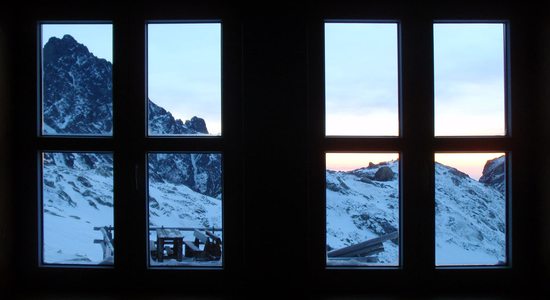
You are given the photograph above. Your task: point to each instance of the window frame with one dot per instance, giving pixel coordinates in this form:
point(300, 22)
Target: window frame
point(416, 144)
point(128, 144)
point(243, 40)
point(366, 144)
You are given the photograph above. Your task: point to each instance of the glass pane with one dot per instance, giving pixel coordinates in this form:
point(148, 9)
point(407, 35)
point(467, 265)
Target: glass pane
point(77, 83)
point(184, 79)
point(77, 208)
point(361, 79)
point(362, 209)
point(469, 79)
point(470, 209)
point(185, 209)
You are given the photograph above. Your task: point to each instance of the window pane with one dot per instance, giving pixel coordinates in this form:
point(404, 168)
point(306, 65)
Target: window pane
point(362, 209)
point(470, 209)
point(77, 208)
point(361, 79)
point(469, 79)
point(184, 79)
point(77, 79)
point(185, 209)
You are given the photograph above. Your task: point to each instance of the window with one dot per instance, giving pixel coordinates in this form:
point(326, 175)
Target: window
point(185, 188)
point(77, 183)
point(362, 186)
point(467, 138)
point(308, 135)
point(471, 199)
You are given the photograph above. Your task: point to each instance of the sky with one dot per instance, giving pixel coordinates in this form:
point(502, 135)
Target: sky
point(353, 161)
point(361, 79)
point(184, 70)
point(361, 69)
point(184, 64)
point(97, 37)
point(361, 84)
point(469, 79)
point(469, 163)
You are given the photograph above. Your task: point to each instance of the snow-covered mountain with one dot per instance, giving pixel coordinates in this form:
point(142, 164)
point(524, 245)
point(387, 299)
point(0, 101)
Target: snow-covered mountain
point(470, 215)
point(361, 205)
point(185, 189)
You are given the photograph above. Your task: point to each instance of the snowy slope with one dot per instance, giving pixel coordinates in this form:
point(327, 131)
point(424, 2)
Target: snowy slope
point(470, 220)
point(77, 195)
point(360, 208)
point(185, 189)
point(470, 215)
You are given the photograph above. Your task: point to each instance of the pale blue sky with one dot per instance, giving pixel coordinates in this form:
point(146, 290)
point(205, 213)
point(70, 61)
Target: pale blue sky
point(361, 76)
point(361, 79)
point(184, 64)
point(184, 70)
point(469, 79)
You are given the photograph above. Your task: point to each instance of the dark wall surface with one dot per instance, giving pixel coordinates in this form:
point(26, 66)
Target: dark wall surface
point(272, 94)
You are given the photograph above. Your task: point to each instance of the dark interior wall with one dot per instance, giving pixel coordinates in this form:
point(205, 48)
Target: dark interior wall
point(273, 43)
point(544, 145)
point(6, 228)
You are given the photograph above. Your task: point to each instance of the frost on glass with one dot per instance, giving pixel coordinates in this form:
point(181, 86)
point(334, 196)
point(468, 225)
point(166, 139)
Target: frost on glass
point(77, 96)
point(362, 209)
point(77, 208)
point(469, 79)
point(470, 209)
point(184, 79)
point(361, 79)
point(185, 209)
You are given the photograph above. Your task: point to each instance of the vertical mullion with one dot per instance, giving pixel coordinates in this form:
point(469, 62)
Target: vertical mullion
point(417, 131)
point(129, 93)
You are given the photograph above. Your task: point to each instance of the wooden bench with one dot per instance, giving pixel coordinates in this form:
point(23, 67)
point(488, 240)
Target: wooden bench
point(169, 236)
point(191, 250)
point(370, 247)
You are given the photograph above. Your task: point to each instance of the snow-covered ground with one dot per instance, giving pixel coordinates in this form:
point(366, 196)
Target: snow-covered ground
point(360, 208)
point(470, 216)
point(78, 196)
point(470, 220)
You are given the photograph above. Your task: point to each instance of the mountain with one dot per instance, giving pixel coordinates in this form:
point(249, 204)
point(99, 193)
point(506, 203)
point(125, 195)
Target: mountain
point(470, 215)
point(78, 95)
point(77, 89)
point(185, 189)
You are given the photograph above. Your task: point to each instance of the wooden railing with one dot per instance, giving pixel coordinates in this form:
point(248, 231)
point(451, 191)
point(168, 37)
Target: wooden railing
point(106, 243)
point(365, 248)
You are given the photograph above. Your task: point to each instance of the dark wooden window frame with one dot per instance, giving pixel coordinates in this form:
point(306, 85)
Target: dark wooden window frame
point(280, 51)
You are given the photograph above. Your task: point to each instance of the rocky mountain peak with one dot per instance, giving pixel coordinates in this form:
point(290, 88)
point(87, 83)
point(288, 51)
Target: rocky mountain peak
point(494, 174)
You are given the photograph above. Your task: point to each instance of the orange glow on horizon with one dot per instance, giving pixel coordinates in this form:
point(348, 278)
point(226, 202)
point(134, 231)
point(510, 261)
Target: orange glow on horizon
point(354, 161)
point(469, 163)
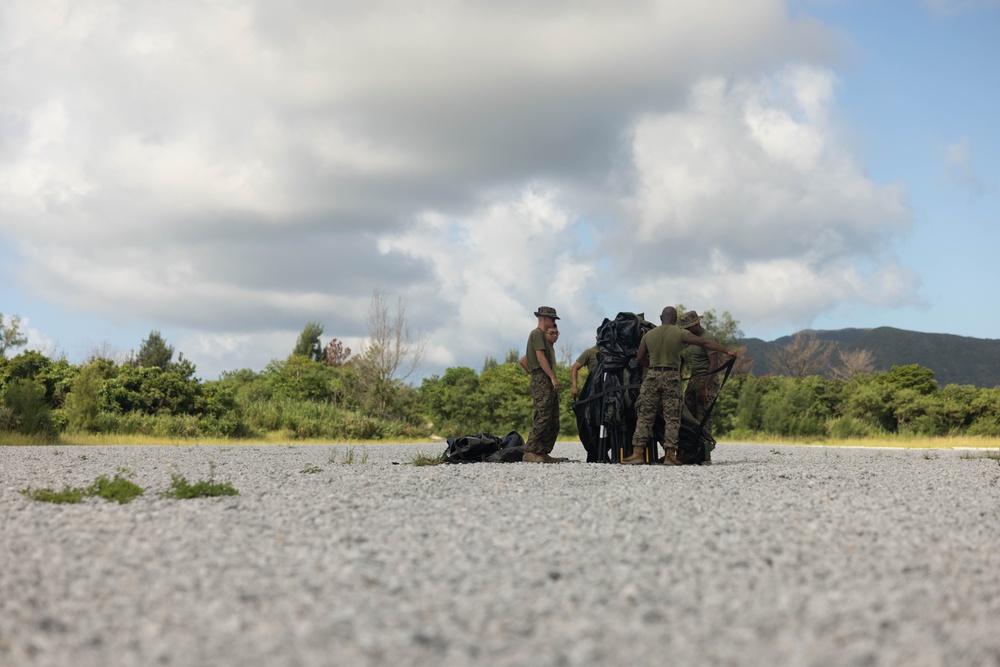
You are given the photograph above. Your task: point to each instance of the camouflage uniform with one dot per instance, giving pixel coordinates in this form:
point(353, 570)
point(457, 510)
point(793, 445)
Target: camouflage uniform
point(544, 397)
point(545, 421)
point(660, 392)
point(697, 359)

* [Problem details]:
Copy out the rows above word for word, from the line containing "of the camouflage" through the end of the rows.

* [Output below]:
You are given the photograph above. Your task: point to each instance of the camouflage uniform with one dot per instance, giving pixel coordinates in this form:
point(353, 570)
point(457, 510)
point(793, 445)
Target: camouflage uniform
point(544, 397)
point(545, 421)
point(660, 392)
point(697, 359)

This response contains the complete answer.